*TO DO:* Pick out every line of the data below that contains the string "blue", and copy each one. Case counts.

Data records:

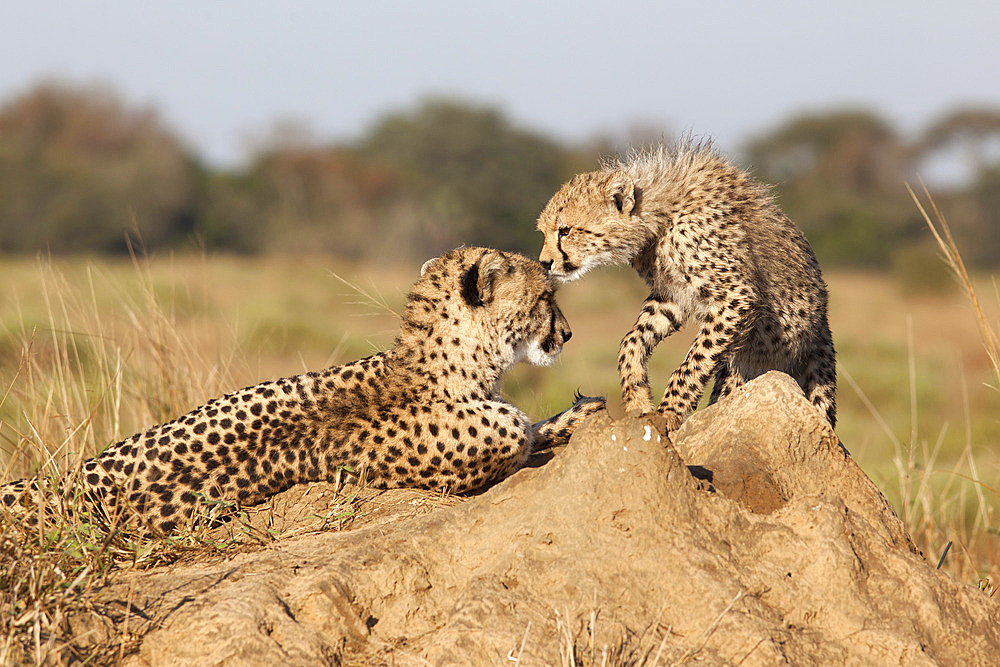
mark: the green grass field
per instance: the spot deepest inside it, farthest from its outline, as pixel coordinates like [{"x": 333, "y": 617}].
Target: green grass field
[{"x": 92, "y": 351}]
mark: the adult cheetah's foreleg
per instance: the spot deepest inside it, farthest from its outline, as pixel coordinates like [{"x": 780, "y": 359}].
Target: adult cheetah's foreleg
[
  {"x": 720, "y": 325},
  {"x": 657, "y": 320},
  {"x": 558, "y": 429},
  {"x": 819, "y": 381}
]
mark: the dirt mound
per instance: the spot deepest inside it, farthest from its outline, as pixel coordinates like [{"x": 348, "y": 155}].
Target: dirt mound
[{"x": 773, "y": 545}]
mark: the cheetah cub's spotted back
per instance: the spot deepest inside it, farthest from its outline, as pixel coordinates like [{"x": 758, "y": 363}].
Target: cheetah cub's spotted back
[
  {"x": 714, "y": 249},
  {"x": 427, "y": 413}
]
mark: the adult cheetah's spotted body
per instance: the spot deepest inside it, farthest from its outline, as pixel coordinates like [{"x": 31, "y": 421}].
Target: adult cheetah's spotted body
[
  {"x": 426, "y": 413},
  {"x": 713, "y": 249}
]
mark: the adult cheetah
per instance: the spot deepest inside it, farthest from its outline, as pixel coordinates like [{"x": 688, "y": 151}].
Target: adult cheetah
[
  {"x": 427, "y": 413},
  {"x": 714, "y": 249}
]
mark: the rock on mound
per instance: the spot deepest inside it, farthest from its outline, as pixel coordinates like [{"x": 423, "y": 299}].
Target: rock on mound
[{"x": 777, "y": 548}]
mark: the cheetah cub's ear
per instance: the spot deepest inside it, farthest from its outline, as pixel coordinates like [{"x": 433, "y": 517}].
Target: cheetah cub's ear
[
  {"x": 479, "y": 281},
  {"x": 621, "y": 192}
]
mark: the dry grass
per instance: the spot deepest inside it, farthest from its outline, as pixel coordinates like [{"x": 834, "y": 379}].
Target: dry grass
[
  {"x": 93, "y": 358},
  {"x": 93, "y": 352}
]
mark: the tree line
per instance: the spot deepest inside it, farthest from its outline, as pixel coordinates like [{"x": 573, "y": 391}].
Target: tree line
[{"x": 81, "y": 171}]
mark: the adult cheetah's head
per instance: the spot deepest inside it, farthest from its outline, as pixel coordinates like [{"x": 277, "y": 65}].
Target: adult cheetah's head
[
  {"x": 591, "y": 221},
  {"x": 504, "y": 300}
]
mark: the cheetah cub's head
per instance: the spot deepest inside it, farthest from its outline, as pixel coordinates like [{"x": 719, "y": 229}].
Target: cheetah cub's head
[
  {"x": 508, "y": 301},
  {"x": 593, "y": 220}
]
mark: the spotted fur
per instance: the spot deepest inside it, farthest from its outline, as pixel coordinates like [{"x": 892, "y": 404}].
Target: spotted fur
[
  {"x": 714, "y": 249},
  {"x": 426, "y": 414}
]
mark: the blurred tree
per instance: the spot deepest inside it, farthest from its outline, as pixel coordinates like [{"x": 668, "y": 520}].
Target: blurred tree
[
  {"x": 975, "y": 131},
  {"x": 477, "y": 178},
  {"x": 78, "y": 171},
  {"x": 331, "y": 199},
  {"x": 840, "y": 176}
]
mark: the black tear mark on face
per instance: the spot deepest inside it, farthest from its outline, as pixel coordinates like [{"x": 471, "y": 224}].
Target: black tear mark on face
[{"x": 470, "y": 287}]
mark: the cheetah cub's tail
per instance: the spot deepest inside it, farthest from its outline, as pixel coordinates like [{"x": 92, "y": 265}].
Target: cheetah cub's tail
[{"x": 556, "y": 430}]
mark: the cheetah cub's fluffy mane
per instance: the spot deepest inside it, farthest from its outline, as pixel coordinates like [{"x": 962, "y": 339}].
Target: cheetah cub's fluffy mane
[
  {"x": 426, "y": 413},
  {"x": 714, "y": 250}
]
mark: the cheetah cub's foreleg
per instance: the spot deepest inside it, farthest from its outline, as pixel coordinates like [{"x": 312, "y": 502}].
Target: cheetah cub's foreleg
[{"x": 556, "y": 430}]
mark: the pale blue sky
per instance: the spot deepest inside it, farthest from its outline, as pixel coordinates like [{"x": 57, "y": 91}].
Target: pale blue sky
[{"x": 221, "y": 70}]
* * *
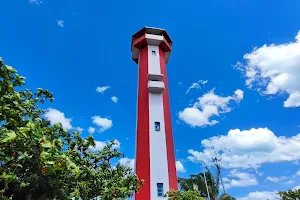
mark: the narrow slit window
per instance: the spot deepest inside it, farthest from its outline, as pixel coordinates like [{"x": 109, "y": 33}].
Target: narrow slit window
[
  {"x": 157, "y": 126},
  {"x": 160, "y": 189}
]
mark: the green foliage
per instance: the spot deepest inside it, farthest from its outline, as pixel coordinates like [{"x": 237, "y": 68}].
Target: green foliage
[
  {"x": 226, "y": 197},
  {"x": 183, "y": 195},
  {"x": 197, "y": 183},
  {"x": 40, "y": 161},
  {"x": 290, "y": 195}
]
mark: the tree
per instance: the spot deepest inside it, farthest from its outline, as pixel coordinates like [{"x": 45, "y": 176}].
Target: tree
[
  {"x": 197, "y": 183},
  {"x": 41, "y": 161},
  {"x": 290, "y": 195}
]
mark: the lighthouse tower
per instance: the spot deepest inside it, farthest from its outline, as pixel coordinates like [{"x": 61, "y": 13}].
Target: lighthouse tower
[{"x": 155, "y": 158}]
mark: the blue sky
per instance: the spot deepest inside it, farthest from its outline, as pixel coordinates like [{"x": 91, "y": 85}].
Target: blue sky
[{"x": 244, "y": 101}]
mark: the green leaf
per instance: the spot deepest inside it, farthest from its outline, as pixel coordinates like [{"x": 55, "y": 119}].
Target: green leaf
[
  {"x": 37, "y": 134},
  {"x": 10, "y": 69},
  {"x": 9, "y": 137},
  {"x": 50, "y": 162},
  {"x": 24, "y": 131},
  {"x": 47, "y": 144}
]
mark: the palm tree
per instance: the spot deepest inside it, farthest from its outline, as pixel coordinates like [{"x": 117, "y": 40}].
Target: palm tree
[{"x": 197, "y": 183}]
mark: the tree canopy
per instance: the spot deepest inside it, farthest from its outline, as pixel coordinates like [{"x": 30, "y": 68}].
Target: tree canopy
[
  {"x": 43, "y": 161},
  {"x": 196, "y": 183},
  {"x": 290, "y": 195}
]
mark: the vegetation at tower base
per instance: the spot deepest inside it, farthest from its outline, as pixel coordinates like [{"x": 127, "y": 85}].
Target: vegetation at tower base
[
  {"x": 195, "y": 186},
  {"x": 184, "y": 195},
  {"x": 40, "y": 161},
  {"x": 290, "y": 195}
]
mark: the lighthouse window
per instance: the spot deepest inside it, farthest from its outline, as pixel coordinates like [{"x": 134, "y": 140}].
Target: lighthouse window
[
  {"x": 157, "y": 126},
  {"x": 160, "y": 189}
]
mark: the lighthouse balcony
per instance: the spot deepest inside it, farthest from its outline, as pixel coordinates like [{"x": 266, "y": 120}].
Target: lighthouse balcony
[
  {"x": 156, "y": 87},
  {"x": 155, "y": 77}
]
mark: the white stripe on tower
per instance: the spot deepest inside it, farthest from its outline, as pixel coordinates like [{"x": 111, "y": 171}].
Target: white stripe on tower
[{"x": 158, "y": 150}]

*THE COMPLETED TASK:*
mark: the pale blue sky
Target: pale blue sky
mark: the blue sky
Target: blue sky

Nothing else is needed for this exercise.